**RECORDS SHOWN**.
<<<<
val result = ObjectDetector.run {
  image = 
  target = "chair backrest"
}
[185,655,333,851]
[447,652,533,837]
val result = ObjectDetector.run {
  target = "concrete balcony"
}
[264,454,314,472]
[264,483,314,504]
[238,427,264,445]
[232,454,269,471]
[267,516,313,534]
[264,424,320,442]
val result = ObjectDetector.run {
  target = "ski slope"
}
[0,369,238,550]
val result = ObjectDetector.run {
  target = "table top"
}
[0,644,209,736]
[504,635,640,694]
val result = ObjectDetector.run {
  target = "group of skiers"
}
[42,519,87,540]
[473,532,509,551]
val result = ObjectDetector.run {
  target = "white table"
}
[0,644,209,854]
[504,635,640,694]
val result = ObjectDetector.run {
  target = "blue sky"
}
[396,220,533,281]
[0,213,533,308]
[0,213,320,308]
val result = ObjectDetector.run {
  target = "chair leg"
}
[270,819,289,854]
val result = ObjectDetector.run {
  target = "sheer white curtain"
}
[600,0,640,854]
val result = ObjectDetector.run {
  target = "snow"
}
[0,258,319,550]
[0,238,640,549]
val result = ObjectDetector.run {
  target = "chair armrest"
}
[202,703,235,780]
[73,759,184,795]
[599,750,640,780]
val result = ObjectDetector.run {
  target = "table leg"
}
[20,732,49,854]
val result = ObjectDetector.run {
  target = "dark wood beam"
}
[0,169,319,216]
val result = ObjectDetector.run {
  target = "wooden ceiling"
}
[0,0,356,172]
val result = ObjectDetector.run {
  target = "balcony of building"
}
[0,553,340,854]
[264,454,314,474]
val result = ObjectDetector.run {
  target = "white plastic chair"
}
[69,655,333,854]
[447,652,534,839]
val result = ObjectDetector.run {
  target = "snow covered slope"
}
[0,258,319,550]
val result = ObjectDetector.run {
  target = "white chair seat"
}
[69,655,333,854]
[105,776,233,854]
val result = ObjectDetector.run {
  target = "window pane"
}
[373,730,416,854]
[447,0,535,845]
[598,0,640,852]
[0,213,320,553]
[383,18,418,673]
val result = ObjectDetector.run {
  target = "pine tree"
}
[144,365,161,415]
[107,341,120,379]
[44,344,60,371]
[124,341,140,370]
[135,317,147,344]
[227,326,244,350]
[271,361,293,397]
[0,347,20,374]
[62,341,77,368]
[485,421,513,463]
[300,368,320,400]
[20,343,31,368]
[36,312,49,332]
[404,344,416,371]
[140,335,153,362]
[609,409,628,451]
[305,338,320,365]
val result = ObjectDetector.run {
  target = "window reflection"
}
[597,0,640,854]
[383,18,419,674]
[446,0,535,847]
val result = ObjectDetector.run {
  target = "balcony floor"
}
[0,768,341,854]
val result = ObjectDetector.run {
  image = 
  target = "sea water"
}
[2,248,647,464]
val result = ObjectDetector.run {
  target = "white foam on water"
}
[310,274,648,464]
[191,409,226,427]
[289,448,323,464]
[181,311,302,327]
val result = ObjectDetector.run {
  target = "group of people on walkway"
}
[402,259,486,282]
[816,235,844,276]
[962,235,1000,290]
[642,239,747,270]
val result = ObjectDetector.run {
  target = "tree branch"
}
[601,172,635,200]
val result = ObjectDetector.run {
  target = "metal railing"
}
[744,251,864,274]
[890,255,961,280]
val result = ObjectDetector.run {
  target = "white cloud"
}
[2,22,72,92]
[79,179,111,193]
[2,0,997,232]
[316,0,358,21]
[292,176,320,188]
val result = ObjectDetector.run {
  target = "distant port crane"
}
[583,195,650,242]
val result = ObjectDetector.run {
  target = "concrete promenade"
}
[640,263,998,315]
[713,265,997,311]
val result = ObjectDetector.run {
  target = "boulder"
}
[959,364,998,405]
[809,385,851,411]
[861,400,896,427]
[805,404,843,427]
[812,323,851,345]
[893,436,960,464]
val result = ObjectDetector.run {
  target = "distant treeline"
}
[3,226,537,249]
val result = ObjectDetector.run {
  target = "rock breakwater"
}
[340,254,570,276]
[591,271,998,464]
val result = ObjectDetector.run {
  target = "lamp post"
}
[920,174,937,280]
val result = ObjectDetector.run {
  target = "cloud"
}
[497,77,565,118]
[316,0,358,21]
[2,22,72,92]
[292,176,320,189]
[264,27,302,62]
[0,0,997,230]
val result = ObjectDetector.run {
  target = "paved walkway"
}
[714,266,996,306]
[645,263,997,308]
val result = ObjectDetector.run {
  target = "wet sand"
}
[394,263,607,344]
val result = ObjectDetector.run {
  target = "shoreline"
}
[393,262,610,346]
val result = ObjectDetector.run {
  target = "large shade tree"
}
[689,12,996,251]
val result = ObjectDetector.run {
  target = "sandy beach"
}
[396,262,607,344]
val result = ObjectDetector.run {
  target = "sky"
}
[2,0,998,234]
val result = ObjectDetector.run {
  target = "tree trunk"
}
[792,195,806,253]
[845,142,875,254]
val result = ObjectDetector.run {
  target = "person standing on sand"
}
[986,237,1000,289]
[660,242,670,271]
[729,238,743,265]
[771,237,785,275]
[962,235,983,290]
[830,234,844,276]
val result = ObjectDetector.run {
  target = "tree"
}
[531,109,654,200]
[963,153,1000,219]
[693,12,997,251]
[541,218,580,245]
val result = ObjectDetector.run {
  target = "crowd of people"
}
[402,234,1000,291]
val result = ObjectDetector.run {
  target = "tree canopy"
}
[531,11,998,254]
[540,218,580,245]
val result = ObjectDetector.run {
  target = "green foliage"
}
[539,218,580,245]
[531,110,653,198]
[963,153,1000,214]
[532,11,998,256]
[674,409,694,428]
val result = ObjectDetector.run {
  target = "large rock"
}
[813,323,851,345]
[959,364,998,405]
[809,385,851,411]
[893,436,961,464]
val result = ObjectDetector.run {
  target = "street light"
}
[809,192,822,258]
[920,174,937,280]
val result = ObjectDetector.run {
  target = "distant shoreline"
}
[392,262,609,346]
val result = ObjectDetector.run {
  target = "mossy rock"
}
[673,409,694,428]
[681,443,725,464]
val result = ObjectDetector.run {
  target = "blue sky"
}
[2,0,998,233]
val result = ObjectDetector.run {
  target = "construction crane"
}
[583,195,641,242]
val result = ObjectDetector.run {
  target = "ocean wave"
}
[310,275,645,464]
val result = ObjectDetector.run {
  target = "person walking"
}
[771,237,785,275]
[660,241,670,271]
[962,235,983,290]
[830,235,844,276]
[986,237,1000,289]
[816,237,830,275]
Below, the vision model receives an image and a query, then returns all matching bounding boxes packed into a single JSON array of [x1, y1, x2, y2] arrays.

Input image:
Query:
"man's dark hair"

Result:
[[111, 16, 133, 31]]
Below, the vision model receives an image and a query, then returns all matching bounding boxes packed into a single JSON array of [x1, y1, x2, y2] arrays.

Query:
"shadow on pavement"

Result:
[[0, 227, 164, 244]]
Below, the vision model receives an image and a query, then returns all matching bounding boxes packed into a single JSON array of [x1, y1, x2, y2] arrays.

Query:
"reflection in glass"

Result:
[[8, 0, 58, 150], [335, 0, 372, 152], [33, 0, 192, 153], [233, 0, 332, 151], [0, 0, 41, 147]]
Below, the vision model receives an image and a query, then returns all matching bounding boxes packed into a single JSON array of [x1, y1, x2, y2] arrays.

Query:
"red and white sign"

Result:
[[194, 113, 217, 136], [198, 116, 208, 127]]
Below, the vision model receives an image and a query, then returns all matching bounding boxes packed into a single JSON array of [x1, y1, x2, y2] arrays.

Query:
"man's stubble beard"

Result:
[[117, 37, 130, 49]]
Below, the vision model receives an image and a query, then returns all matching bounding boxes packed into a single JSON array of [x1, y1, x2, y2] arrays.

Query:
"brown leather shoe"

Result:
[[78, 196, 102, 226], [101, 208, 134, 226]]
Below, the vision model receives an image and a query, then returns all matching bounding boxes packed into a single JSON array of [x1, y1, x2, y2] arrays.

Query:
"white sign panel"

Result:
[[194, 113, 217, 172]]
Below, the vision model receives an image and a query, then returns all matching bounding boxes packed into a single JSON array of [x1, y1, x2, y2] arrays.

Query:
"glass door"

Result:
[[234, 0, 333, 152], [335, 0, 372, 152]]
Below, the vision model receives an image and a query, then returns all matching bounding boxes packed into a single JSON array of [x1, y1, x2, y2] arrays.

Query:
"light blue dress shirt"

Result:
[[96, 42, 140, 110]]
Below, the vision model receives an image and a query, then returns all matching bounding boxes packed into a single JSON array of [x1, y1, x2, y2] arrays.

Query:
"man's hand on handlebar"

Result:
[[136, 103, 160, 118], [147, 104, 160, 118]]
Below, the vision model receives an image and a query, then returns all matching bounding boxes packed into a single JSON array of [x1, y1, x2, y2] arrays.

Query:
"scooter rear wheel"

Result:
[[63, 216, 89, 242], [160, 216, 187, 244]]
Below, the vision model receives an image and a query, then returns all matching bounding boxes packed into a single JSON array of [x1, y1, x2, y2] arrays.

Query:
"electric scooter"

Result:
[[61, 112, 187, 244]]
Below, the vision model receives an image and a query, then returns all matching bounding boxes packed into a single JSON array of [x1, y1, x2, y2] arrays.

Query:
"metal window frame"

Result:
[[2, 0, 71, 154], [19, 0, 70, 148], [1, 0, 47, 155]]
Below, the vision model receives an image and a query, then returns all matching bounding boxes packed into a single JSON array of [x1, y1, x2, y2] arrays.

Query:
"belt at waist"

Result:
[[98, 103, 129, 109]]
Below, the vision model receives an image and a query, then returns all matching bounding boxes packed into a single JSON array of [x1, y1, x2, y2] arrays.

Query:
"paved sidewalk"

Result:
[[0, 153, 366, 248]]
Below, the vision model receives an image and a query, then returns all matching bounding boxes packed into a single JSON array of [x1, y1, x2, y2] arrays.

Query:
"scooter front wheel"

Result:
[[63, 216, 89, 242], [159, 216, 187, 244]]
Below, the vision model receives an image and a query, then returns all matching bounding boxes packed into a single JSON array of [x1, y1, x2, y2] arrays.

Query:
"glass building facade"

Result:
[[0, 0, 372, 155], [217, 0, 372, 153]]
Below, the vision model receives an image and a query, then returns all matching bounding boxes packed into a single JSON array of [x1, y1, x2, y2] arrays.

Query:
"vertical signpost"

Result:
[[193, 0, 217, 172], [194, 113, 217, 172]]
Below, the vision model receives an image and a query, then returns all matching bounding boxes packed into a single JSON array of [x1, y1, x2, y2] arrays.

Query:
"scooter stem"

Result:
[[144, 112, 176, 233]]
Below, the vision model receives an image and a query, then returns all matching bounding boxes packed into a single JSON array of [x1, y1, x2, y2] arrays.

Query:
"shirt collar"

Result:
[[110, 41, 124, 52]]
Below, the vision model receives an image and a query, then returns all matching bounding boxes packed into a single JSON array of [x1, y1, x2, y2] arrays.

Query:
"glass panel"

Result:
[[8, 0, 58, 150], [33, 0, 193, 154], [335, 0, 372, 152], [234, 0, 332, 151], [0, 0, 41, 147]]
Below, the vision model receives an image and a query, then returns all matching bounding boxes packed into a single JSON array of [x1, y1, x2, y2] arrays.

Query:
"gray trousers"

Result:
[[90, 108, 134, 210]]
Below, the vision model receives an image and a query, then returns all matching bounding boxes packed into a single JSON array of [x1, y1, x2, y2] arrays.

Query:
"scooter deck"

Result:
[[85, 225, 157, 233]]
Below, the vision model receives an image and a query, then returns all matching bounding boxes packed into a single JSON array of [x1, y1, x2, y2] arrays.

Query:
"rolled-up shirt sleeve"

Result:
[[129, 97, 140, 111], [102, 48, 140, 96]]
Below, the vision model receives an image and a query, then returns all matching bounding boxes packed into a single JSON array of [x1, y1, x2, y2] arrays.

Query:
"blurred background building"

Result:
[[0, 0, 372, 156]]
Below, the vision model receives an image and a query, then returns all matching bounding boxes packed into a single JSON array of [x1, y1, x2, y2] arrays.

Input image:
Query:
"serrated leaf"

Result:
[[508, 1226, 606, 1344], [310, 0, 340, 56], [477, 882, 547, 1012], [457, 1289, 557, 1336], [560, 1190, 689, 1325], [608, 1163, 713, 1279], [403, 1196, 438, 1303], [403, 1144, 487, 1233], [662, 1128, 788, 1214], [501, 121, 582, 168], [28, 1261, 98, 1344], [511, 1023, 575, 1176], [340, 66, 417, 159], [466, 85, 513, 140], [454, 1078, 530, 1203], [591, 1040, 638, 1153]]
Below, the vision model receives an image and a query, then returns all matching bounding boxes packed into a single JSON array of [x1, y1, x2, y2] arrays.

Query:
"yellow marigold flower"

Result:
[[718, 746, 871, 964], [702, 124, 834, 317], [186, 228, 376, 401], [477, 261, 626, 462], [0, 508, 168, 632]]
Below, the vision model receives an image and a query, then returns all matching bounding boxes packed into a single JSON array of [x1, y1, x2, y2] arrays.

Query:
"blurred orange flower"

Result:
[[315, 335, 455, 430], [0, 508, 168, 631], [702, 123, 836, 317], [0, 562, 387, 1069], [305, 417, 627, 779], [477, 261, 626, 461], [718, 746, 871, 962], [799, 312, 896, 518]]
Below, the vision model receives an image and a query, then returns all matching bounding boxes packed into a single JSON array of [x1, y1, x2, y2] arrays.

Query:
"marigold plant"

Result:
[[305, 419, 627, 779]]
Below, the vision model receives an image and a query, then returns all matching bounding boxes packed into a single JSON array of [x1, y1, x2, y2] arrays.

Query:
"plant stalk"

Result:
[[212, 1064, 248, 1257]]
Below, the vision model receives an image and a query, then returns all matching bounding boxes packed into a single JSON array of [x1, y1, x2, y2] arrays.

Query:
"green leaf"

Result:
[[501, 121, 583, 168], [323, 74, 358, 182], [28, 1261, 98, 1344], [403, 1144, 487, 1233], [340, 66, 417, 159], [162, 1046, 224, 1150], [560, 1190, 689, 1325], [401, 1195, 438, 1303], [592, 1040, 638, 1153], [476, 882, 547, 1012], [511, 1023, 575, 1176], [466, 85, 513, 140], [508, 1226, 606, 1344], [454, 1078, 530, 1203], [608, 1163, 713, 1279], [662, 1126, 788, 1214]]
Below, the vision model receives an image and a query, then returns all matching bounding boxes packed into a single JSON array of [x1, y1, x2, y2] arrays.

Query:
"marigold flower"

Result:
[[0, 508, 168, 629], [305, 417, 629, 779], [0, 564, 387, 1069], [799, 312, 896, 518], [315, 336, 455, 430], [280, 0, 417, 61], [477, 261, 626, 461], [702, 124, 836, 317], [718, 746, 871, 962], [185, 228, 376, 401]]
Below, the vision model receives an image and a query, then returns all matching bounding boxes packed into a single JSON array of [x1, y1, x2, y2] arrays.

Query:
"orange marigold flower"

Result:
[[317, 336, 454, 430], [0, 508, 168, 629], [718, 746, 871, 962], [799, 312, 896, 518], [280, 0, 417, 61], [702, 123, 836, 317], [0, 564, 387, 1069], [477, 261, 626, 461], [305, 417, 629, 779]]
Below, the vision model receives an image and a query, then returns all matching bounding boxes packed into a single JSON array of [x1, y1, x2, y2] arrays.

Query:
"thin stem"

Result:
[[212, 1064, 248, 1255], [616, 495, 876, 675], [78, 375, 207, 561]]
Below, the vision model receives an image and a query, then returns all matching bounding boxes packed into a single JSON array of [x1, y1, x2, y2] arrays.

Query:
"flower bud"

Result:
>>>>
**WRITTEN REQUEST**. Update the lines above, from the first one through the line containing "[383,18,418,673]", so that every "chair" becomes "stool". Give back only those lines, otherwise unchanged.

**ANSWER TO THIS PROBLEM**.
val result = ObjectDetector.run {
  image = 
  target = "stool backrest"
}
[185,655,333,851]
[447,652,533,837]
val result = ObjectDetector.run {
  target = "concrete balcony"
}
[264,454,314,472]
[264,483,314,504]
[238,427,264,445]
[232,454,269,471]
[267,516,313,534]
[264,424,320,442]
val result = ObjectDetector.run {
  target = "ski slope"
}
[0,369,238,550]
val result = ObjectDetector.run {
  target = "table top"
}
[0,644,209,736]
[504,635,640,694]
val result = ObjectDetector.run {
  target = "group of skiers"
}
[42,519,87,540]
[473,532,509,551]
val result = ObjectDetector.run {
  target = "white table"
}
[0,644,209,854]
[504,635,640,694]
val result = ObjectDetector.run {
  target = "blue sky"
}
[396,220,533,281]
[0,213,533,308]
[0,213,320,308]
val result = ObjectDetector.run {
  target = "stool leg"
}
[270,819,289,854]
val result = ObjectDetector.run {
  target = "sheer white curtain"
}
[600,0,640,854]
val result = ObjectDetector.run {
  target = "snow"
}
[0,258,319,550]
[0,238,640,549]
val result = ObjectDetector.run {
  target = "stool armrest"
}
[202,703,235,780]
[73,759,184,795]
[599,750,640,780]
val result = ObjectDetector.run {
  target = "table leg"
}
[20,732,49,854]
val result = ObjectDetector.run {
  target = "dark wood beam"
}
[0,169,319,216]
val result = ObjectDetector.run {
  target = "wooden ceiling"
}
[0,0,356,172]
val result = ObjectDetector.run {
  target = "balcony of building"
}
[0,553,340,854]
[264,454,314,474]
val result = ObjectDetector.run {
  target = "white plastic stool"
}
[69,655,333,854]
[447,652,534,839]
val result = ObjectDetector.run {
  target = "snow covered slope"
}
[0,258,319,550]
val result = ObjectDetector.run {
  target = "white stool seat"
}
[69,655,333,854]
[105,776,233,854]
val result = ObjectDetector.run {
  target = "window pane"
}
[373,730,416,854]
[447,0,535,845]
[598,0,640,852]
[0,213,320,553]
[383,18,418,673]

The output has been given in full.